DIRECTION :: Please pick out every one of the lines below that contains the string "dark", matching case exactly, and copy each such line in full.

DATASET ::

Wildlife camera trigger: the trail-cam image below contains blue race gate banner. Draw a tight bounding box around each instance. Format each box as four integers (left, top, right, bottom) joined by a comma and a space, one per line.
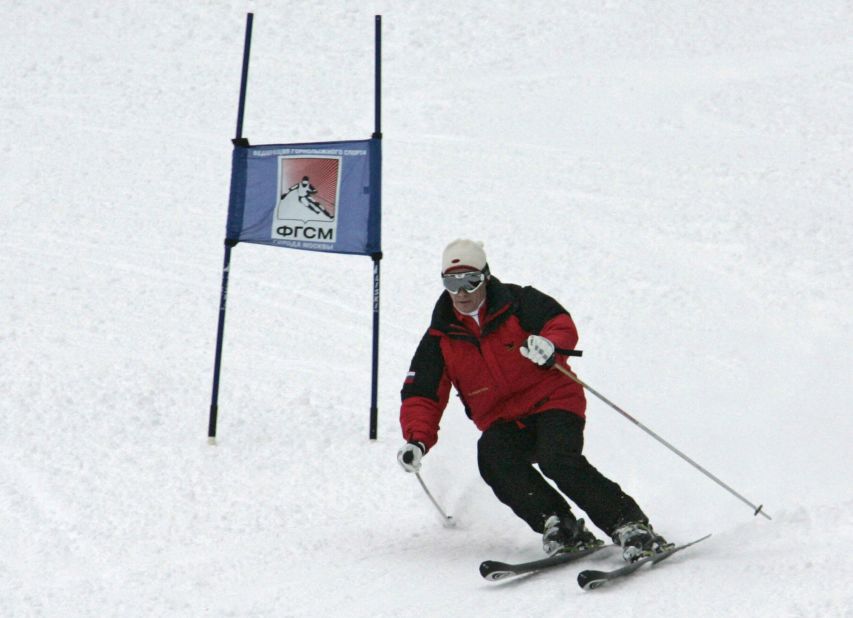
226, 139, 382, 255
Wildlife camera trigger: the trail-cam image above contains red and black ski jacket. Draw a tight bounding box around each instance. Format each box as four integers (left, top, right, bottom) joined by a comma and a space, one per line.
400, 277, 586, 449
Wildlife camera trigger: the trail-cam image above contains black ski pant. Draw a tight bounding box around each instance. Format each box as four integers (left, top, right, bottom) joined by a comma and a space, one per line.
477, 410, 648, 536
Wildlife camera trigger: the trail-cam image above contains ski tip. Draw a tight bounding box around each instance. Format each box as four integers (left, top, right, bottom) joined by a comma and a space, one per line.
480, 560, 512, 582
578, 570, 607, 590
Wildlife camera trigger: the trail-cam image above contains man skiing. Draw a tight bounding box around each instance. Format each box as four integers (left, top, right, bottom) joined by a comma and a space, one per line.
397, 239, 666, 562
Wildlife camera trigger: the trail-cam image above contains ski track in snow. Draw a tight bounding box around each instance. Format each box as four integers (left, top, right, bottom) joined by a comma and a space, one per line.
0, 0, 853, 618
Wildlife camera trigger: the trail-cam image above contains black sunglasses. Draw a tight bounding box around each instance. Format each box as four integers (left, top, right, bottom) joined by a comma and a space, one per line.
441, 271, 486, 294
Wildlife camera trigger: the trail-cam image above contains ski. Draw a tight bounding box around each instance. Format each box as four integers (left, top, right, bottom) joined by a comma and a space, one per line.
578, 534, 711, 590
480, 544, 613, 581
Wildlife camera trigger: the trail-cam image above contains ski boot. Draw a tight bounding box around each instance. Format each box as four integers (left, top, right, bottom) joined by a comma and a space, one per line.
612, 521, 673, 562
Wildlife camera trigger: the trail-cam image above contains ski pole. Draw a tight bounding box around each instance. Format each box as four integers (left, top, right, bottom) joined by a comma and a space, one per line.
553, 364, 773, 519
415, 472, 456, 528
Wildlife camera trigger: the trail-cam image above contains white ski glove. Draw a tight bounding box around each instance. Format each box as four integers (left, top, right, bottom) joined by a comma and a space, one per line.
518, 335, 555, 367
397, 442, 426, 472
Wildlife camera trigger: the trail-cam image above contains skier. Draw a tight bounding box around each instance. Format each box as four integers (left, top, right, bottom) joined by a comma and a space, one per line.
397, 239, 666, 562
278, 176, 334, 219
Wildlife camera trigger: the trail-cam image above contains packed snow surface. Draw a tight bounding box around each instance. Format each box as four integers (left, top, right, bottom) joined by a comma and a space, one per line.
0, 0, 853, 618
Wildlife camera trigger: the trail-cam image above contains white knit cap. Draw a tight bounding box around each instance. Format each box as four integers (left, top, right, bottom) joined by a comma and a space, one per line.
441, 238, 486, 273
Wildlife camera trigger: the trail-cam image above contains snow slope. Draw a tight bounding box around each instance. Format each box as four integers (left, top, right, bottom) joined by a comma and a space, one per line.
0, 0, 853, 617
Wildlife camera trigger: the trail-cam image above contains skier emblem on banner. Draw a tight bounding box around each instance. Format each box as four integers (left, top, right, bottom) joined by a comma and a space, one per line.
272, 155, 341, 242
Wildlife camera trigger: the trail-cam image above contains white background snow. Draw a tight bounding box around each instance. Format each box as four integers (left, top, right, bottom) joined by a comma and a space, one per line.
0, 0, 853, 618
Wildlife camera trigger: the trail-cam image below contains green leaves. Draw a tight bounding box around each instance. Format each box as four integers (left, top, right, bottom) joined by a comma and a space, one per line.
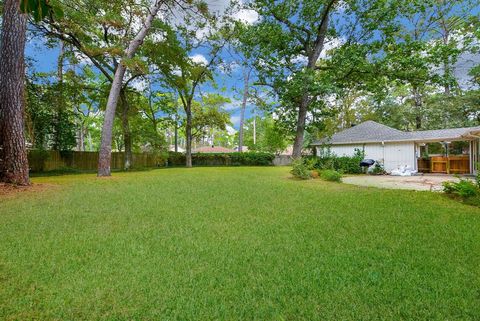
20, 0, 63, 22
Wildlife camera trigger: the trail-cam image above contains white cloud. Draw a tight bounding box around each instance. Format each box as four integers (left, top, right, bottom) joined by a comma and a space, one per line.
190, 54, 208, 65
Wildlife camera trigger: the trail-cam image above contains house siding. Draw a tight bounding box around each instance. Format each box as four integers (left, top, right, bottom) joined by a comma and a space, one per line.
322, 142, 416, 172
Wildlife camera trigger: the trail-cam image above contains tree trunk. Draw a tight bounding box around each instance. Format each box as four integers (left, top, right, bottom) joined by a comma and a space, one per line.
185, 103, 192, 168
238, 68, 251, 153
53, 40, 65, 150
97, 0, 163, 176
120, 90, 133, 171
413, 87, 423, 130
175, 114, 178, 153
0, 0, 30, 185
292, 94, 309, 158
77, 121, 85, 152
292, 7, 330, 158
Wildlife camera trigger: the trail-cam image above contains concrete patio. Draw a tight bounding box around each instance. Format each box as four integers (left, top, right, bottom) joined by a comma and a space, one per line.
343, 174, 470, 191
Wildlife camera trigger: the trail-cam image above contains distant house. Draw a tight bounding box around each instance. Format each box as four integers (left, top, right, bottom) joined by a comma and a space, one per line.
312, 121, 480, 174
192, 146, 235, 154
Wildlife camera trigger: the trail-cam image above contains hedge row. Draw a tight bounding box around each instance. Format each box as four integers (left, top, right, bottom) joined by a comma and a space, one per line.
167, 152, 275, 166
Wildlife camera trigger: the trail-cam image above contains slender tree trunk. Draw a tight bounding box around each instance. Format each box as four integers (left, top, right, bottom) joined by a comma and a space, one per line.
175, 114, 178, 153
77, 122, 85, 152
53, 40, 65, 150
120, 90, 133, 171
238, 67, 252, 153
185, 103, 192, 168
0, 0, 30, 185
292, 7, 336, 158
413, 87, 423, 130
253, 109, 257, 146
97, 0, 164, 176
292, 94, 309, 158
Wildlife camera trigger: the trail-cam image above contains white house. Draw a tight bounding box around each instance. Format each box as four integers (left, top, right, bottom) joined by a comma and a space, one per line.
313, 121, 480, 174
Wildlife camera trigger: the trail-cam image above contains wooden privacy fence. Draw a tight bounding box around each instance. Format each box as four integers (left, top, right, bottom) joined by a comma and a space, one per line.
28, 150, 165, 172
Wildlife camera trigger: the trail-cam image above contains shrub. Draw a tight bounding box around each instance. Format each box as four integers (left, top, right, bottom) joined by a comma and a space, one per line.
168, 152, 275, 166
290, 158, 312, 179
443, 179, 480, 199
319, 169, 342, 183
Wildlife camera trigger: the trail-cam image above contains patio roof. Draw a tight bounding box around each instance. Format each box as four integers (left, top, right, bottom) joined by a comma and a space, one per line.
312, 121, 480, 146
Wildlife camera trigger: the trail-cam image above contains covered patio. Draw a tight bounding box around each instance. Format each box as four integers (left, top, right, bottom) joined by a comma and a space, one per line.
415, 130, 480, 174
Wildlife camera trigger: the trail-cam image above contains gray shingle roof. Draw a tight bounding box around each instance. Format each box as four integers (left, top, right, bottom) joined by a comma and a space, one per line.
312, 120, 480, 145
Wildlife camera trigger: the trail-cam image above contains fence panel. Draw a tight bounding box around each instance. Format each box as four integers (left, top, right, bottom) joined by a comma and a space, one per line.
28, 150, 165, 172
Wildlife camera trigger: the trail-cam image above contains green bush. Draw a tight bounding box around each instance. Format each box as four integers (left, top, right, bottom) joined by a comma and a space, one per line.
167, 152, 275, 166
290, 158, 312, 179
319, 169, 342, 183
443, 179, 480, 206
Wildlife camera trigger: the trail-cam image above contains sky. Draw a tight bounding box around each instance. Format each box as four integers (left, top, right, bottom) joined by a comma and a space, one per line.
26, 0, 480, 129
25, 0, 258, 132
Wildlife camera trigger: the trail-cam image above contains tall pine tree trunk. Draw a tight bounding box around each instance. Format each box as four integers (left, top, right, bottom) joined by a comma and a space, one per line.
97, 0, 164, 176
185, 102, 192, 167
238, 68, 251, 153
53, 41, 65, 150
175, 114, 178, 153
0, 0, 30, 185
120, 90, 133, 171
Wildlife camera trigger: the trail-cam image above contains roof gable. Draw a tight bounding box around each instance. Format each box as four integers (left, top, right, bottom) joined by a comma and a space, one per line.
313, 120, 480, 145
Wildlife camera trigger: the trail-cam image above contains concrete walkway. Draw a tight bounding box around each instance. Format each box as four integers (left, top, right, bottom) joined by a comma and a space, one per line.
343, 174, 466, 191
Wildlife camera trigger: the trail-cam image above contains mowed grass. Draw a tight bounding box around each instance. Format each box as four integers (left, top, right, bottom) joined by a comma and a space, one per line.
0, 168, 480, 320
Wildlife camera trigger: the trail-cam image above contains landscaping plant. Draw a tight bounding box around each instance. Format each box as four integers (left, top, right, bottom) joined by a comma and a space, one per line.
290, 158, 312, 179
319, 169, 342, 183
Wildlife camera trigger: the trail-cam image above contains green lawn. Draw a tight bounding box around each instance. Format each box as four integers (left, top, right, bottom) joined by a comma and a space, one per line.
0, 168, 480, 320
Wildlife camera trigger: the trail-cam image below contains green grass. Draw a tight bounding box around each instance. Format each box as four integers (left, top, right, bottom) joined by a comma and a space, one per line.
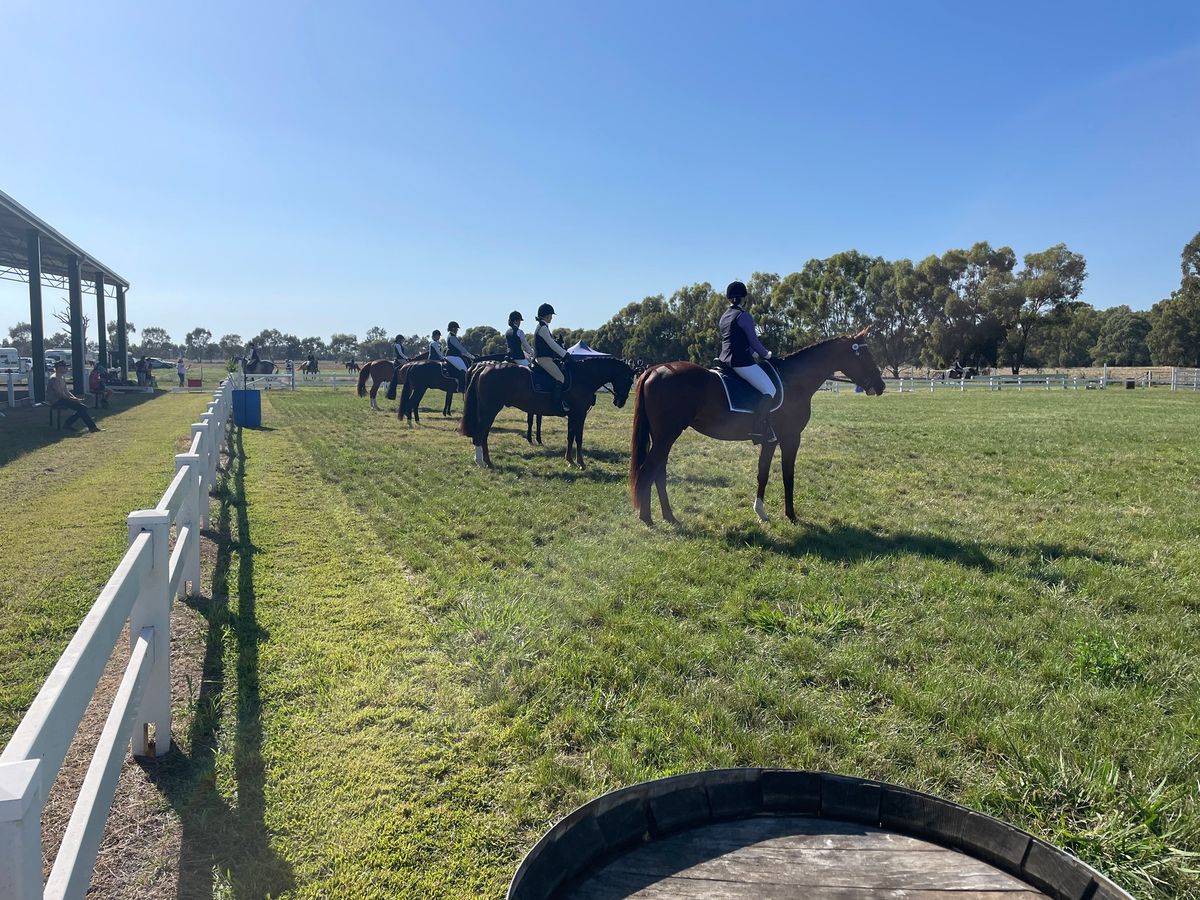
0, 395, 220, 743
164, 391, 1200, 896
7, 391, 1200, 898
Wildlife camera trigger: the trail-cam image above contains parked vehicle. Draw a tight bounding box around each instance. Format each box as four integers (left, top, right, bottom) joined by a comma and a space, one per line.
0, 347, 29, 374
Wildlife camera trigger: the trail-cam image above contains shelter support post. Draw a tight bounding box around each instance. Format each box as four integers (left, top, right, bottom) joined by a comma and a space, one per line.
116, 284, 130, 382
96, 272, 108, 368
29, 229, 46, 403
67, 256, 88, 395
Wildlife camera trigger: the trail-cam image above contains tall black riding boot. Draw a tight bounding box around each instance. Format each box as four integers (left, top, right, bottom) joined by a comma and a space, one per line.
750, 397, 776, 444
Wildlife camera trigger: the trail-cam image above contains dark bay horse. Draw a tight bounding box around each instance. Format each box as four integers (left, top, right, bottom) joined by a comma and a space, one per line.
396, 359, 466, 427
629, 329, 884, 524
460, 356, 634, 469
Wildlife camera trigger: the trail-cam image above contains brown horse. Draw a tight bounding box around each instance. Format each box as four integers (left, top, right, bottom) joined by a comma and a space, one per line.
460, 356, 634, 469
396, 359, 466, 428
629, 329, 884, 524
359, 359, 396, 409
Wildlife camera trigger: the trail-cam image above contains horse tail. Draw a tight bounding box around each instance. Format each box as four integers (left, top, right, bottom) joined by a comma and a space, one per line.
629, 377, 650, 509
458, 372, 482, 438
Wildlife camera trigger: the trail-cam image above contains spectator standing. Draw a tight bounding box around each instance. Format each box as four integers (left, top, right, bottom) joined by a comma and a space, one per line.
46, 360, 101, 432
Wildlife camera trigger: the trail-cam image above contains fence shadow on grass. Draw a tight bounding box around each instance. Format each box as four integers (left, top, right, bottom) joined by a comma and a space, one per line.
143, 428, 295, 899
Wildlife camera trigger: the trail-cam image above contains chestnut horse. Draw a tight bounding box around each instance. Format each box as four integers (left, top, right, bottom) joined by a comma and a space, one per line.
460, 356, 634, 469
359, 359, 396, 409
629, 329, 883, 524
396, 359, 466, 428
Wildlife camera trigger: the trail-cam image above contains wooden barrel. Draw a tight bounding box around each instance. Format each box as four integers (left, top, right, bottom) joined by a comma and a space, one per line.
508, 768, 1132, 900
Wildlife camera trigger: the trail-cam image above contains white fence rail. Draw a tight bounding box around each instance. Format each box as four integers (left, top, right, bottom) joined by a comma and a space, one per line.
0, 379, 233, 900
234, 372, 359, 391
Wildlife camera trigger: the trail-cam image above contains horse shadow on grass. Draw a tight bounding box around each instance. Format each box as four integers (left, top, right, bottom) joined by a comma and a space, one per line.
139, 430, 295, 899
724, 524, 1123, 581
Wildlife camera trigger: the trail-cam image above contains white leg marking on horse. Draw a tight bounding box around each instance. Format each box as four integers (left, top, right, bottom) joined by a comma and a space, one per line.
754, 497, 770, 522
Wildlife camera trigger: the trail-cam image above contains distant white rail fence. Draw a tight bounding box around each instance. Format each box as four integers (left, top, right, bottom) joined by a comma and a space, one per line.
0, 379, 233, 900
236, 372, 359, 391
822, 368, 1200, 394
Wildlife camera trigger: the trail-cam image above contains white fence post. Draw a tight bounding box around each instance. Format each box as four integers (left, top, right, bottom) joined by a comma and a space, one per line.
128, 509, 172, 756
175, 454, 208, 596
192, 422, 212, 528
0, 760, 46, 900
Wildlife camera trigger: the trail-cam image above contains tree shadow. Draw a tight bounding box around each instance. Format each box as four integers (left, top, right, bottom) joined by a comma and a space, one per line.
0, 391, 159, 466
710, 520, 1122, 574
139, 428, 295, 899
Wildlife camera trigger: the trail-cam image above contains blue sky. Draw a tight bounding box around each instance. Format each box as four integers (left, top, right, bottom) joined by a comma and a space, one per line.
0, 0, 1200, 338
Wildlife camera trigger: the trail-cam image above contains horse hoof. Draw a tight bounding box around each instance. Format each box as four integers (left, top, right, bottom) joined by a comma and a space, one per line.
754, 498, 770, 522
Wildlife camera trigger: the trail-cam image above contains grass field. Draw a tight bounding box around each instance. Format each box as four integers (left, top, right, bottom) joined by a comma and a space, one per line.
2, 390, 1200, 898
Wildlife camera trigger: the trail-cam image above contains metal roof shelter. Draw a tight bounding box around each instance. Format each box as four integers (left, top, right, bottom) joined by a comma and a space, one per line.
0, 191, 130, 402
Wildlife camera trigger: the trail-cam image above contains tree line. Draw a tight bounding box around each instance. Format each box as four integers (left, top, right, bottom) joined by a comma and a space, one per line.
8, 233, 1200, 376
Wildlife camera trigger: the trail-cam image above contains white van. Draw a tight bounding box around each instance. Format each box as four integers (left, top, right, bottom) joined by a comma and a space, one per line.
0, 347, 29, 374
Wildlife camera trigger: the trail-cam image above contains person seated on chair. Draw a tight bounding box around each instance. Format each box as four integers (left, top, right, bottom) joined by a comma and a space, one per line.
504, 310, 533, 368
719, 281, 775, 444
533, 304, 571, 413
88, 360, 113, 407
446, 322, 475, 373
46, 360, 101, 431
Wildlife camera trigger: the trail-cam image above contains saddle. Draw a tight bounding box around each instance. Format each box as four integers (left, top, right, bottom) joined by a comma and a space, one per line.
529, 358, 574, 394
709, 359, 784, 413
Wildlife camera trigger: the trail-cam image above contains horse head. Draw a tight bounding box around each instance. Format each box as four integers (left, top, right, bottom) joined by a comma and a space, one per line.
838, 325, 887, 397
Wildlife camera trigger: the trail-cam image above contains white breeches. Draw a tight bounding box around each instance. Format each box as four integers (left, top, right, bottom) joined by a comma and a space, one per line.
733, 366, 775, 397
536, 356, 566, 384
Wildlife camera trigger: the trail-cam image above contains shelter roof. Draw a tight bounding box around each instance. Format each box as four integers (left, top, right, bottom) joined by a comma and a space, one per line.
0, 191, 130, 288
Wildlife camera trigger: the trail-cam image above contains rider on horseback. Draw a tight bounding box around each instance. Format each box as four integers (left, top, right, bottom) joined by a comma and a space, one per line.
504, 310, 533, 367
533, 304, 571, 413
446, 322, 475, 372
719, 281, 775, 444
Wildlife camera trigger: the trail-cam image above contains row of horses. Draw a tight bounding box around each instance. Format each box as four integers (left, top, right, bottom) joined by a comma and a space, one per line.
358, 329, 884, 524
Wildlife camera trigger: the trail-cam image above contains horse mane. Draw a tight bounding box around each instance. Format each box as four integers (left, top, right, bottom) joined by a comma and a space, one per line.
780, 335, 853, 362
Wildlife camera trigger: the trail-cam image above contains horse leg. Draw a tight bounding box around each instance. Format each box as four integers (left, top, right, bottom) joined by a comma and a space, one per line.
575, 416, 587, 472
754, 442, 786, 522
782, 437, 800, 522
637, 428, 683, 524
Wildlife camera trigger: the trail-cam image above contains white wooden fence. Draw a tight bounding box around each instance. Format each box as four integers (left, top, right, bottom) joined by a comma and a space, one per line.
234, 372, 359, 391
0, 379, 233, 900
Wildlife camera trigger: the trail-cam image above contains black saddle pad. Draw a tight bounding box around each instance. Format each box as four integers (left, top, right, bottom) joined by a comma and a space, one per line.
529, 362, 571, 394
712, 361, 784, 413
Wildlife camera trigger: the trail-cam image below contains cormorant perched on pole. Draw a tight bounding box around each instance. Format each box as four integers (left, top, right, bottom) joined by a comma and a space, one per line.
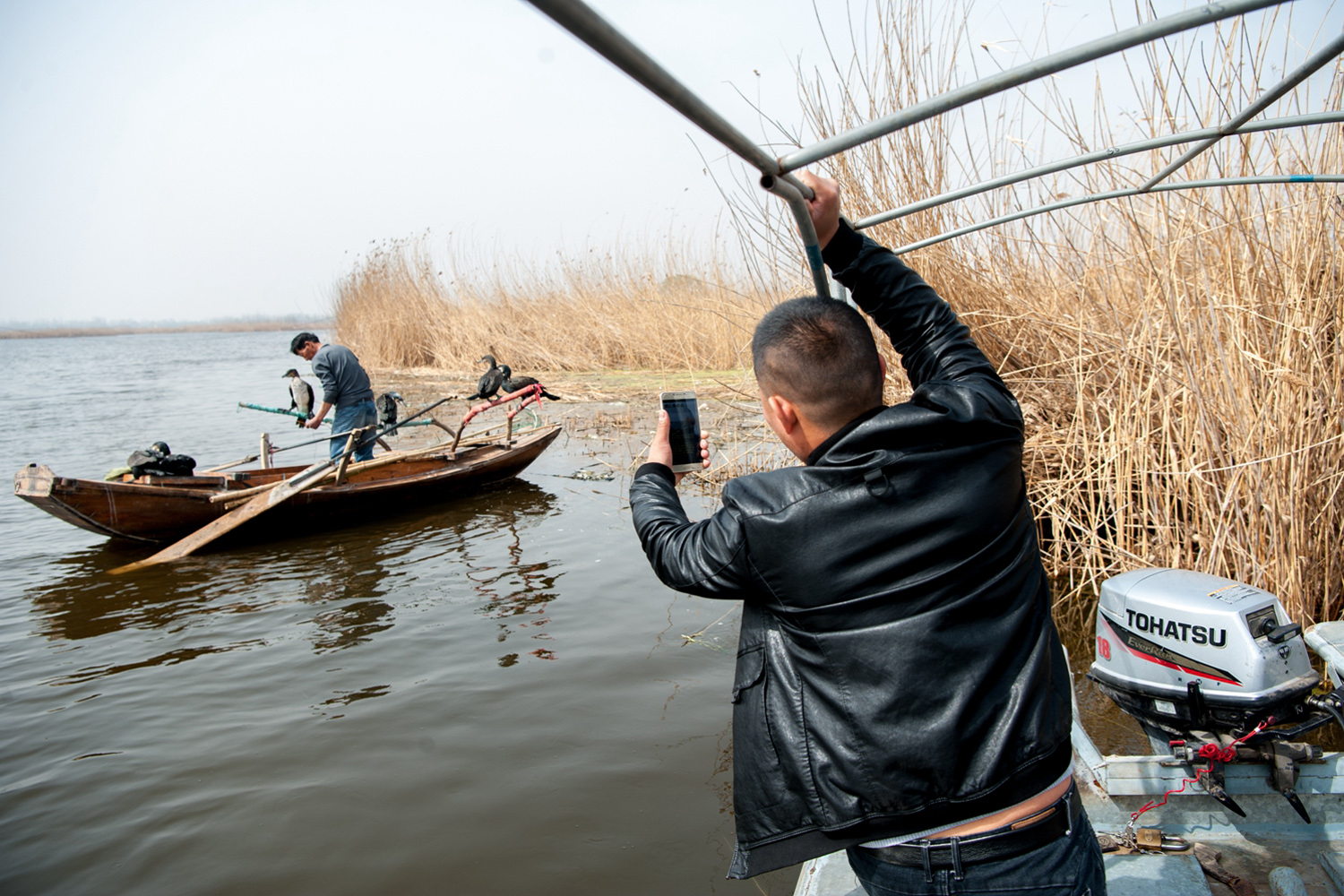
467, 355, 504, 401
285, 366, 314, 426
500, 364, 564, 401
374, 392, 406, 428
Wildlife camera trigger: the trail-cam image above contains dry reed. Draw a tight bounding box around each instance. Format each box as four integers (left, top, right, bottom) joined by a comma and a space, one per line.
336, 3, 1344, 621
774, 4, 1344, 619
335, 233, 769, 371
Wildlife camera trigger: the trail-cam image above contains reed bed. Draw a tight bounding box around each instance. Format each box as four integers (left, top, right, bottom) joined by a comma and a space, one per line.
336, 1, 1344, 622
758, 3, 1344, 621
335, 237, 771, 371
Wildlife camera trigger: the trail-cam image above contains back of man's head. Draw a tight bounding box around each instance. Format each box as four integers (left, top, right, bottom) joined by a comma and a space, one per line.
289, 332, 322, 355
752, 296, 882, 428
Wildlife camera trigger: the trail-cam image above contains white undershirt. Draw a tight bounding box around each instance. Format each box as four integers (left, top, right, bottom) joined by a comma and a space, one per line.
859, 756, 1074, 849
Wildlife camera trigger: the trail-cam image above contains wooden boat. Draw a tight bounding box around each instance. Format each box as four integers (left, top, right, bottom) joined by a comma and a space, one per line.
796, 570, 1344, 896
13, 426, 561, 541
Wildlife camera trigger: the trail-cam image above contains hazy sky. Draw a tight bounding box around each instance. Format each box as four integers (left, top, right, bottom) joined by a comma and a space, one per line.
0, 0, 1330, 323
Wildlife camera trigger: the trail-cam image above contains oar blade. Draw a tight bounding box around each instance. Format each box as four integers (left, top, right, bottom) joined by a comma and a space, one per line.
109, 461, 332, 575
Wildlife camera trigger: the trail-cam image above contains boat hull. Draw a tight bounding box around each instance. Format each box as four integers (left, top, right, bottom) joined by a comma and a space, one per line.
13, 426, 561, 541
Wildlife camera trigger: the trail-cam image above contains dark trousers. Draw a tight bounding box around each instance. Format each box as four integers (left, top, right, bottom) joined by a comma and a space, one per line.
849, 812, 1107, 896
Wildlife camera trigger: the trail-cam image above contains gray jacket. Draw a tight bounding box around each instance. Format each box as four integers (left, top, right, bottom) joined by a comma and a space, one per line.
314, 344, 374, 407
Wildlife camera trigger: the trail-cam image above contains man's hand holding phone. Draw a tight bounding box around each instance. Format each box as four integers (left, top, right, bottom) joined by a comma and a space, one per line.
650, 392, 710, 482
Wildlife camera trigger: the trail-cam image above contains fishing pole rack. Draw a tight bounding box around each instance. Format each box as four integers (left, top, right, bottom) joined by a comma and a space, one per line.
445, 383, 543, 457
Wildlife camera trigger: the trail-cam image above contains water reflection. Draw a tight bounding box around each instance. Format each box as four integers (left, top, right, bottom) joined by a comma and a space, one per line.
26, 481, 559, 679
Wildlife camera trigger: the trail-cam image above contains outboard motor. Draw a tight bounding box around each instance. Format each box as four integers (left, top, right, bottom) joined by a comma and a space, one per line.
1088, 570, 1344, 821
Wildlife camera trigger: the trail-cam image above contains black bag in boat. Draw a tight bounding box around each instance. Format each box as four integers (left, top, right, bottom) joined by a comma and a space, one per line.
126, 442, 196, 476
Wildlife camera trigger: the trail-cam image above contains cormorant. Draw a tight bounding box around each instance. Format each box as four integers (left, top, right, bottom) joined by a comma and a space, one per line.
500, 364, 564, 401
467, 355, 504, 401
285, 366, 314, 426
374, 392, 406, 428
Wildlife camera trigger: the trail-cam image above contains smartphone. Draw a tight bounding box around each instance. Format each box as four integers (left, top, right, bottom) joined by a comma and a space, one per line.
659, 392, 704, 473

WRITTEN ANSWER ::
Wildlife camera trigger: the trail-cam image above contains dark bay horse. Draw a tight bounding box around each instance. Format each box as four integers (left, top, right, bottom) joined by a comma and a space, one per line.
Wildlife camera trigger: the trail-cam image above contains dark trousers. Draw a tight bounding box around each instance. Format each box as four integers (left, top, right, bottom) joined by a comma and a space, one per line.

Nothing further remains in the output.